[Start of Extract provided]

Hardware implementation is fundamentally different from software implementation. A lot of beginners are confused by the fact that hardware description languages such as Verilog resemble C programs or Python programs. Modules have the same basic ingredients: variables, conditional statements, and assignment. Verilog even allows some type of control flow, using blocking assignment inside always blocks, which can frequently cause people to use familiar yet complicated techniques that come up in software design.

Don't do it.

Last year I was a TA for an introductory digital design course, and a lot of students struggled once we were writing Verilog modules to implement complex communicating state machines or building combinational processes that operate sequentially, like a single-cycle microprocessor. Most of them understood the concepts of digital design, but were thrown off by how Verilog works and how it is converted into actual hardware, especially with regards to distinguishing combinational and sequential sections of circuits and writing appropriate code for each.

[End of Extract provided]
[Start of Recorded data]

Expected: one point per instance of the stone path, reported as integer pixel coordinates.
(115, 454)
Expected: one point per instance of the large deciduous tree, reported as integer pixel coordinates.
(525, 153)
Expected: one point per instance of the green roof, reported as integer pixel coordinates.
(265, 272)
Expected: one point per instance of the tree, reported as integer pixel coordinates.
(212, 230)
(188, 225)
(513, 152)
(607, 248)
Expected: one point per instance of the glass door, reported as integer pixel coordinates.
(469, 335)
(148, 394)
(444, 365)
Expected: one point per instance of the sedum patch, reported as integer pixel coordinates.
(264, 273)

[End of Recorded data]

* [Do this]
Continue the passage on hardware description in Verilog from its final sentence onward.

* [Response to the exercise]
In software, functions and classes can take almost any form and provide a wide variety of behaviors. Entire books exist on different types of design patterns that should be used to simplify the task of implementing a set of classes to provide a specific interface or implementation tool. In (synchronous) digital hardware, however, there are two fundamental types of circuits: combinational circuits and sequential circuits. This simplifies the design process into identifying the appropriate type of circuit and then following the standard pattern for implementing it. The implementation, however, is usually clouded by the three distinct implementation styles possible with Verilog: structural, data flow, and behavioral. I will essentially ignore structural because it is equivalent to designing a circuit with a schematic, but in text form, so it avoids most of the complications of dealing with Verilog.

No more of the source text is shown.